---------- Passage given ----------
I’d expect that exporting a PDF document from DT to the file system would be a simple copy operation. Apparently, this is not the case – the PDF gets modified on export. See the following output of
cksum (the first number being the checksum, the second the file size). The test doc was a PDF with text layer, I did nothing with it in DT itself (no tags, no metadata, just importing).
665077346 1967675 File.pdf
665077346 1967675 File-Drop.pdf
2752799228 2192371 File-Export-Files&Folders.pdf
3186470518 2192371 File-Export-Document.pdf
2159412001 2169950 File-Export-PDF.pdf
In order of appearance:
- Original file in the file system
- DT document dragged & dropped into the filesystem
- DT document exported with the “Files & Folder” entry in the Export sub-menu
- Same document exported with the “Document” entry in the Export sub-menu
- Same document exported with the “PDF document” entry in the Export sub-menu
- Not shown here, but the
cksum output of the document in DT’s folder structure is identical to the original one. Which proves that the changes happen on export, not on import.
----------
Direction A ▸ In the forum post on PDF export, which method of moving the document out of DT produced a file with the same checksum and size as the original?
Direction B ▸ Write out the forum post on PDF export from "665077346 1967675 File.pdf" up to and including "not on import.".
Direction C ▸ Continue the forum post on PDF export from its final sentence.
The lines that follow come from a separate source and are unrelated to the forum post.
---------- Stored data ----------
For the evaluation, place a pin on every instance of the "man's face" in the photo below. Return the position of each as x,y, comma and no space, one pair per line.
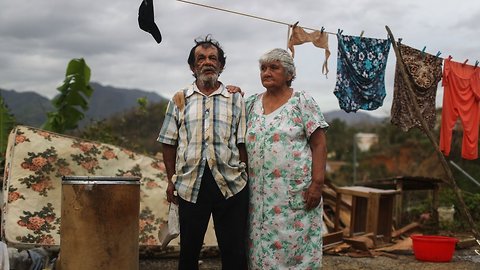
----------
Written response A ▸ Dragging and dropping the DT document into the file system.

Written response B ▸
665077346 1967675 File.pdf
665077346 1967675 File-Drop.pdf
2752799228 2192371 File-Export-Files&Folders.pdf
3186470518 2192371 File-Export-Document.pdf
2159412001 2169950 File-Export-PDF.pdf
In order of appearance:
- Original file in the file system
- DT document dragged & dropped into the filesystem
- DT document exported with the “Files & Folder” entry in the Export sub-menu
- Same document exported with the “Document” entry in the Export sub-menu
- Same document exported with the “PDF document” entry in the Export sub-menu
- Not shown here, but the
cksum output of the document in DT’s folder structure is identical to the original one. Which proves that the changes happen on export, not on import.

Written response C ▸
So, depending on the method to copy a DT document to the file system, we get THREE different sizes and FOUR different PDFs.
Question: Is this behavior intentional? If so, what is the rationale behind an export function that modifies the file it exports without being asked to do so? And what are the differences between these PDFs? Why are they getting bigger on export?
In my mind, exporting should behave exactly as drag&drop if no document conversion occurs. I checked the documentation, but couldn’t find anything at all on the topic of “Export” (while importing is explained in depth).
The export adds e.g. extended file attributes (e.g. the tags) and/or Finder comments, not sure if
chksum uses this information.
Cf this thread:
There might be more going on than adding extended attributes on export: the file size increases by a lot. Also, I didn’t add any meta data in DT, only imported and exported the PDF into the inbox of a test database. So, there were no connects comments nor tags to be added.
Both the import/export (via File > Import/Export > Files & Folders…) and drag & drop definitely just copy/move files. Or did you use File > Export > As PDF-Document…?
I explained what I did in detail where I gave the cksum values.
I might be a bit dense here. But the original document was a PDF. What’s the difference between it and it’s view? Or why would exporting a PDF as PDF modify it?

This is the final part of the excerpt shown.